■ **WORK REQUIRED**
Copy the items below in full, beginning with the line that contains "Practice. Pick out the feather" and continuing through the end of the items. Multiply every coordinate in the answers by 2.45 and round to whole numbers, with halves rounded up. Leave all other numbers as they are.

## start EXERCISE MATERIAL

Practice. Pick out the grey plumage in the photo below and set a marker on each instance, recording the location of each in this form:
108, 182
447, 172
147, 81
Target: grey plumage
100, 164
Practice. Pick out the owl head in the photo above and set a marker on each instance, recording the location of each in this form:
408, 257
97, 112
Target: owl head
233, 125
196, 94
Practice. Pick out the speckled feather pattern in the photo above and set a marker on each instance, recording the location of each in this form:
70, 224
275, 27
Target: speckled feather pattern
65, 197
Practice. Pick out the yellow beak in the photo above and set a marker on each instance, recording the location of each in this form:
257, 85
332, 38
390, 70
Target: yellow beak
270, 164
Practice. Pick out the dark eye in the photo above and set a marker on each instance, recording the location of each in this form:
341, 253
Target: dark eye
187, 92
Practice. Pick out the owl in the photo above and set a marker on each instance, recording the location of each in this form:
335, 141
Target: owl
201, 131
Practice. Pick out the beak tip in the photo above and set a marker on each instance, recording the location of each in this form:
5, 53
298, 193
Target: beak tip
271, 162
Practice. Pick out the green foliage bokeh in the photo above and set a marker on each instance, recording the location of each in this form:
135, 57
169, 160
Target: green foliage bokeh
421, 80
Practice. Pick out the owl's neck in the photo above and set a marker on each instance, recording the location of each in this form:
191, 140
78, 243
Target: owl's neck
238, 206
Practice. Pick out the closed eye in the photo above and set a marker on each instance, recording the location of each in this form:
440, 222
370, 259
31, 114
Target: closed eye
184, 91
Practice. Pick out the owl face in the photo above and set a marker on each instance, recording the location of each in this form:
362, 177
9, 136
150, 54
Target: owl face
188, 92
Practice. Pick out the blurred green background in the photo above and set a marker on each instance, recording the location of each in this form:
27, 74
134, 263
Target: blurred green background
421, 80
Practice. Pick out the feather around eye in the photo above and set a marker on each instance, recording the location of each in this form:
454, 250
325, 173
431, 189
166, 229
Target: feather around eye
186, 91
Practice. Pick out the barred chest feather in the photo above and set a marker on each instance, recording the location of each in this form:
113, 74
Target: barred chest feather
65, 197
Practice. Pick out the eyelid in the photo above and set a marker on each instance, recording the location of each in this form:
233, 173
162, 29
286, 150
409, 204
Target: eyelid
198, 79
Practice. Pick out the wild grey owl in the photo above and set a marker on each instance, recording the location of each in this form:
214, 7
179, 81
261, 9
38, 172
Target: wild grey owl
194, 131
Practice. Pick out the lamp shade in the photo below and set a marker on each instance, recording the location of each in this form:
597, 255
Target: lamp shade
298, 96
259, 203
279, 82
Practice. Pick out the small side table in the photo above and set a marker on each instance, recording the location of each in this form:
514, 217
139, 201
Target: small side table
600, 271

## end EXERCISE MATERIAL

■ **SOLUTION TO THE PROBLEM**
Practice. Pick out the feather around eye in the photo above and set a marker on each instance, recording the location of each in this form:
454, 250
325, 173
431, 189
166, 229
Target: feather around eye
456, 223
Practice. Pick out the barred chest feather in the photo above and set a marker on each instance, recording the location of each in this form:
113, 74
Target: barred chest feather
159, 483
Practice. Pick out the eyelid in the photo above and set a marker on each instance, recording the location of each in this form:
233, 173
162, 29
286, 150
409, 204
Target: eyelid
485, 194
Practice. Pick out the wild grey owl in the photo above and set a marker on each instance, recording the location of each in this form:
214, 7
179, 81
261, 9
38, 172
Target: wild grey owl
475, 321
Practice. Pick out the lamp shade in the photo below and set a marker on each instance, recording the location of each in this form:
597, 255
Target: lamp shade
730, 235
635, 497
684, 201
Practice. Pick out the small side table in the photo above and set a marker on each instance, recording the location of each in this form:
514, 217
139, 201
Target: small side table
1470, 664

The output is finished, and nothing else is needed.